Activity
Copy out every record that follows, word for word.

* * * * *

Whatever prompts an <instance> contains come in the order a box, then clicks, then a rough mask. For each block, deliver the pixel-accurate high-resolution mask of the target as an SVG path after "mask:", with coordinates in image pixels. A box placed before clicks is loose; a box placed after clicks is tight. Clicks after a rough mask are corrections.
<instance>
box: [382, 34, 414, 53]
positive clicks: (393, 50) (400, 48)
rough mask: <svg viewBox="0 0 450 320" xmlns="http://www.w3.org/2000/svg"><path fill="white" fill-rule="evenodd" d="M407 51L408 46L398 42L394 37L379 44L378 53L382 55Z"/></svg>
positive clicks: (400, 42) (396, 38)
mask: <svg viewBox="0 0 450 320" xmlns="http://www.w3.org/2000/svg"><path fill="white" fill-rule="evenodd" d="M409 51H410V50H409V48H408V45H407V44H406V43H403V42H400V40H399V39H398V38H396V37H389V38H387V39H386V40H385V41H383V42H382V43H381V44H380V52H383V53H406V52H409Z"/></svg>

* * * * *

Finished exercise
Whatever prompts an <instance> contains come in the order a box, then clicks, then a rough mask. For each block, deliver the pixel-accurate high-resolution mask of the target as an SVG path after "mask:", with coordinates in image pixels. A box placed before clicks is loose; a box placed after clicks is tight. Clicks after a rough mask are corrections.
<instance>
box: [382, 34, 414, 53]
positive clicks: (393, 50) (400, 48)
rough mask: <svg viewBox="0 0 450 320" xmlns="http://www.w3.org/2000/svg"><path fill="white" fill-rule="evenodd" d="M407 51L408 46L398 42L394 37L379 44L378 53L382 55Z"/></svg>
positive clicks: (400, 42) (396, 38)
mask: <svg viewBox="0 0 450 320" xmlns="http://www.w3.org/2000/svg"><path fill="white" fill-rule="evenodd" d="M409 51H410V50H409V48H408V45H407V44H406V43H403V42H400V40H399V39H398V38H396V37H389V38H387V39H386V40H385V41H383V42H382V43H381V44H380V52H383V53H406V52H409Z"/></svg>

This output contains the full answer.